Play Deep became a multi-platinum selling album and reached the top 10 on the U.S. Billboard 200 chart. The single "Your Love" made it to number 6 on the Billboard Hot 100 chart.

The Outfield toured extensively, and the band released their second album Bangin in 1987, and a third album, Voices of Babylon, in 1989. Throughout the late 1980s, the band continued to tour throughout the United States.

After Voices of Babylon was released, drummer Jackman parted ways with the band, but Lewis continued to work with Spinks and various drummers to continue recording as the Outfield, releasing albums on a fairly regular basis:

- 1989: Voices of Babylon
- 1990: Diamond Days
- 1992: Rockeye
- 2006: Anytime Now
- 2011: Replay

==Solo career==
In 2014, Spinks died of liver cancer at the age of 60. His friendship and musical partnership meant a lot to Lewis, and the loss of his friend was devastating. Afterwards, Lewis decided to take a break from music for two years. His wife Carol, whom he married in 1985 eventually encouraged him to begin recording again, and get back to what he really loved doing, and what had always brought him comfort. He returned to his solo roots, revisiting early lyrical ideas and playing around with a body of backing tracks. Eventually, he teamed up with his wife Carol; he discovered she had a talent for writing lyrics.

Lewis and his wife collaborated on a new body of work, taking on the spirit of the Outfield while allowing Lewis' own style to shine through. In October 2017, with the support of Randy Sadd of Protocol Entertainment (who was a radio promoter for the Outfield from 2004 to 2011), Lewis was introduced to Tanner Hendon and was signed to the latter's record label Madison Records. A new album was soon released, Out of the Darkness, featuring the lead-off single "Into the Light". On this new album, Lewis played all the instruments, as well as producing and recording everything himself. A posthumous six song EP named More Than I Dared was released in November 2020.

• Your instructions
Write a continuation of the passage about Lewis and the Outfield, picking up after its last sentence.

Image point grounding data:
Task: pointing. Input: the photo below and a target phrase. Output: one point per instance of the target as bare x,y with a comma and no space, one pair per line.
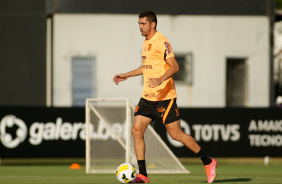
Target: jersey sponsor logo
161,109
147,66
177,111
136,109
149,46
168,47
150,95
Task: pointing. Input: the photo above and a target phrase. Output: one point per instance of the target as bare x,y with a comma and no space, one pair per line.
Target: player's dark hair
151,16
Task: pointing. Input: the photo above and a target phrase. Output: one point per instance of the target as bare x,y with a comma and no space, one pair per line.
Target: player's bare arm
173,68
121,77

• Task output
==Personal life==
Lewis was born and raised in the London Borough of Tower Hamlets in the East End of London, where the capital's rich music scene sparked his early interest in music.

In 1985, he married his wife Carol, who became a steady source of encouragement in both his personal and professional life. She contributed to his solo projects, helping shape his creative direction during later years. The couple maintained a private family life centred on their two daughters, Gemma and Rosie, and three grandchildren.

Lewis was a supporter of West Ham United F.C.

==Death==
Lewis died suddenly and unexpectedly on 19 October 2020, at the age of 62, at his home near London. His cause of death was not publicly disclosed by his family or representatives.

His passing was confirmed through a statement from his publicist, Bari Lieberman, which was shared on Lewis's official social media accounts and quickly reported by major news outlets including the BBC and Rolling Stone. The statement read: "It is with great sadness and sorrow to announce that Tony Lewis has unexpectedly passed away. He was a beautiful soul who touched so many lives with his music and infectious spirit."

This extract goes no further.